Another important tool that the politicians might employ in order to influence gas prices is to decrease the tax burden on fuel, since the price of gasoline at gas stations increases significantly as the oil price surges. This applies particularly to the EU, where taxes on fossil fuels have a large influence on the price mechanism. European countries face not only increasing oil prices, but also eco-taxes, high value added tax, and the fuel tax that can make up as much as 45-50% of the overall price of gas. While in the U.S. the oil price determines gasoline prices for up to 60%, in Europe it is 40% on average. This makes EU’s gas prices almost twice as high and has had a very dramatic impact on European economic recovery.
============
CHECK YOUR UNDERSTANDING
1. Write out the part of the passage on fuel taxes and gas prices that opens with the words containing "Another important tool" and closes with "European economic recovery.".
2. Extend the passage on fuel taxes and gas prices with new text that follows on from its final sentence.
The entries that come next have no connection to the passage on fuel taxes and gas prices.

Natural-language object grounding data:
============
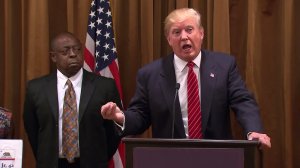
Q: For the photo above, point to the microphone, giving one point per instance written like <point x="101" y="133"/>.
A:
<point x="174" y="111"/>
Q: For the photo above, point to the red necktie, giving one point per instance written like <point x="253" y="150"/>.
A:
<point x="194" y="110"/>
<point x="69" y="128"/>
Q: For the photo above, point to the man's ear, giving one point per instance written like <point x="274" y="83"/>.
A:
<point x="52" y="56"/>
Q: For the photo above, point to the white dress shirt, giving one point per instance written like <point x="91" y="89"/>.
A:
<point x="181" y="72"/>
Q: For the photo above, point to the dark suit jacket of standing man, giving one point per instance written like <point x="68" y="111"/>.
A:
<point x="41" y="120"/>
<point x="222" y="88"/>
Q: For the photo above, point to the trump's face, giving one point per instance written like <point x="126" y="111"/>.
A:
<point x="185" y="37"/>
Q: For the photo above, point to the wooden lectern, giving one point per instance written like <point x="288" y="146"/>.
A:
<point x="187" y="153"/>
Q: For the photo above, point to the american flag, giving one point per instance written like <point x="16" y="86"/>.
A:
<point x="100" y="55"/>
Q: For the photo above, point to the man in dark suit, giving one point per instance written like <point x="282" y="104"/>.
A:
<point x="44" y="111"/>
<point x="220" y="87"/>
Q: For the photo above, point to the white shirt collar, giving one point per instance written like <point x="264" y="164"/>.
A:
<point x="181" y="64"/>
<point x="76" y="79"/>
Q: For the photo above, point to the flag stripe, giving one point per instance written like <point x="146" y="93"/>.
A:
<point x="100" y="55"/>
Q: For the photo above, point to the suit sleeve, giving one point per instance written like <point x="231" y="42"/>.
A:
<point x="112" y="132"/>
<point x="30" y="120"/>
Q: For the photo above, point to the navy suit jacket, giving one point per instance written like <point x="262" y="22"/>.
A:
<point x="222" y="88"/>
<point x="98" y="138"/>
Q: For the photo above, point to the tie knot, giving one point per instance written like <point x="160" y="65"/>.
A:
<point x="190" y="64"/>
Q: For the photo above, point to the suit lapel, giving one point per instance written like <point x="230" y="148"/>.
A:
<point x="52" y="94"/>
<point x="208" y="80"/>
<point x="86" y="92"/>
<point x="168" y="84"/>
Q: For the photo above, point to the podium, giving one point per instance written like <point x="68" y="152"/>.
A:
<point x="188" y="153"/>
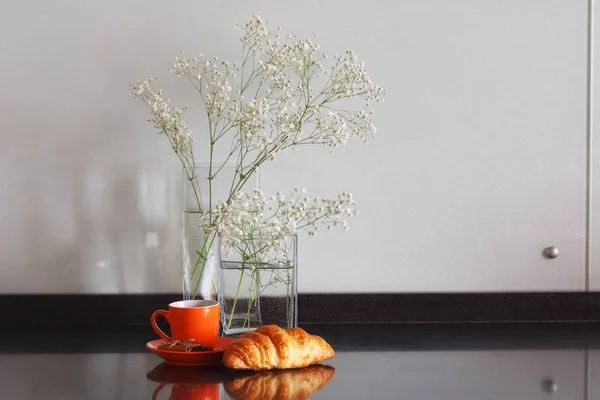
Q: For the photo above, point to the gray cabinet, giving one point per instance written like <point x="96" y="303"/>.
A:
<point x="480" y="163"/>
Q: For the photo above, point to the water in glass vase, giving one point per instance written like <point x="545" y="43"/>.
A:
<point x="257" y="293"/>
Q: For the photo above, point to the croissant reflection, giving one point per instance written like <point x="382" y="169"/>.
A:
<point x="289" y="384"/>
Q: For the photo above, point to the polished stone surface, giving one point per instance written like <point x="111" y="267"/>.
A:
<point x="416" y="362"/>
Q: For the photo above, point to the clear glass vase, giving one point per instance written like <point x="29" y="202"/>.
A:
<point x="257" y="287"/>
<point x="200" y="254"/>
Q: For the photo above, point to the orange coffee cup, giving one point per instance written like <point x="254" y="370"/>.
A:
<point x="191" y="319"/>
<point x="205" y="391"/>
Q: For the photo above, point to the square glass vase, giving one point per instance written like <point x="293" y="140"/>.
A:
<point x="257" y="287"/>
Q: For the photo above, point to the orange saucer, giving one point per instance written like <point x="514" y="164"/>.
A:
<point x="197" y="358"/>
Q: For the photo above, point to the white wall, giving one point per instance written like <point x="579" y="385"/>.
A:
<point x="479" y="163"/>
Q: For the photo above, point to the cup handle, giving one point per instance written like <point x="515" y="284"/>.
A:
<point x="158" y="331"/>
<point x="158" y="389"/>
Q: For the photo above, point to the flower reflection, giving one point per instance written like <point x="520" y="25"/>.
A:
<point x="289" y="384"/>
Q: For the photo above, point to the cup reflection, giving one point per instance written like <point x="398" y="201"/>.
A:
<point x="189" y="383"/>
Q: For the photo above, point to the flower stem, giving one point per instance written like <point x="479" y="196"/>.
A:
<point x="237" y="294"/>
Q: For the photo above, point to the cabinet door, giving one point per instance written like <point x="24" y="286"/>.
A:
<point x="480" y="159"/>
<point x="594" y="265"/>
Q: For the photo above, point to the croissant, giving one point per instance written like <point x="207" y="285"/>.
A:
<point x="270" y="347"/>
<point x="291" y="384"/>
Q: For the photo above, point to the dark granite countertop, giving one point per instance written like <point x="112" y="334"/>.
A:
<point x="377" y="361"/>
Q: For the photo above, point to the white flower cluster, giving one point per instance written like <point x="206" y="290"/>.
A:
<point x="285" y="93"/>
<point x="168" y="121"/>
<point x="270" y="218"/>
<point x="289" y="105"/>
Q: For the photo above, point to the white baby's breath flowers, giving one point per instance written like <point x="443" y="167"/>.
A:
<point x="284" y="94"/>
<point x="265" y="220"/>
<point x="166" y="120"/>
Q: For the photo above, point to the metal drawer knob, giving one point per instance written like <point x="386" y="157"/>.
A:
<point x="549" y="386"/>
<point x="551" y="252"/>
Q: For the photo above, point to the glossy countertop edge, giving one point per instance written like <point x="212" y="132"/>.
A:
<point x="343" y="337"/>
<point x="131" y="309"/>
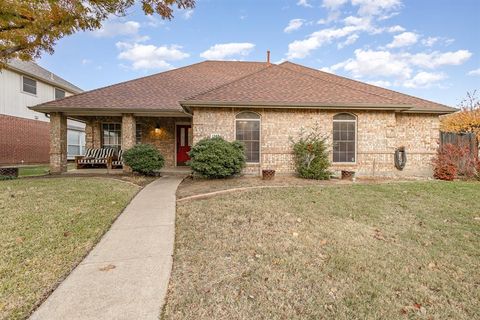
============
ANSWERS PROVIDED
1.
Another important tool that the politicians might employ in order to influence gas prices is to decrease the tax burden on fuel, since the price of gasoline at gas stations increases significantly as the oil price surges. This applies particularly to the EU, where taxes on fossil fuels have a large influence on the price mechanism. European countries face not only increasing oil prices, but also eco-taxes, high value added tax, and the fuel tax that can make up as much as 45-50% of the overall price of gas. While in the U.S. the oil price determines gasoline prices for up to 60%, in Europe it is 40% on average. This makes EU’s gas prices almost twice as high and has had a very dramatic impact on European economic recovery.

2.
Despite the gloomy picture, the long-term predictions for the oil price are not bearish. The major players both on the consuming and producing sides are aware that prices are abnormally high. There is a strong belief in the market and that prices will go down in the next three to five years. The economic boom in China is likely to subside in the coming decade, while both unconventional sources of oil and a more permanent energy shift towards natural gas and renewable energy are expected to bring the long term oil price well under 100 USD. Meanwhile there is geopolitical instability in the Middle East and a reserve buffer for energy consumption; however, we are bound to remain victims of price volatilities. Unless countries take steps to decrease dependence on expensive energy sources, find new alternatives to oil in the transport sector, develop the production of renewable energy, and improve energy efficiency, the price of oil will remain a contentious issue during elections.